The data Start Marker

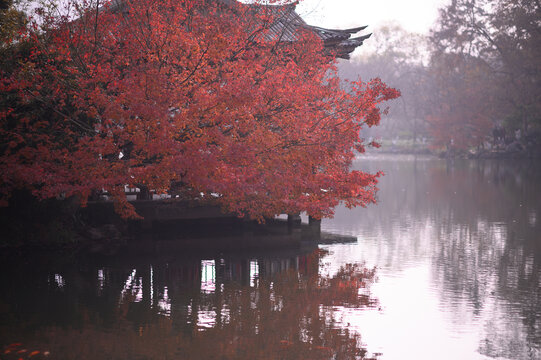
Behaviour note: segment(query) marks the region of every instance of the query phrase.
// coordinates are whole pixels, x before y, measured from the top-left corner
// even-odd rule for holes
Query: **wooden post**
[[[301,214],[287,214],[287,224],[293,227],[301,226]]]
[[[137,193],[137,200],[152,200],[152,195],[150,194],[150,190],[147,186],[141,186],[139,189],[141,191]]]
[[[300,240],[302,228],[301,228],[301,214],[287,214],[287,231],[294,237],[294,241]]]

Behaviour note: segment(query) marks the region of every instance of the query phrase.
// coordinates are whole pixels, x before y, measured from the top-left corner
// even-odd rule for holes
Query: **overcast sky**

The data End Marker

All the records need to be set down word for word, with the images left out.

Behaviour note: segment(query) marks the region of every instance of the query phrase.
// coordinates are whole pixels, x before y, measured from the top-left corner
// even-odd rule for holes
Query: **wooden post**
[[[301,214],[287,214],[287,224],[293,227],[301,226]]]
[[[137,193],[137,200],[152,200],[152,195],[150,194],[150,190],[147,186],[141,186],[139,189],[141,191]]]
[[[300,240],[302,228],[301,228],[301,214],[287,214],[287,231],[294,237],[294,241]]]

Behaviour note: segment(query) marks the region of every instance of the query phrase.
// coordinates are whole pixels, x before y, measured from the top-left corner
// even-odd rule for holes
Query: **overcast sky**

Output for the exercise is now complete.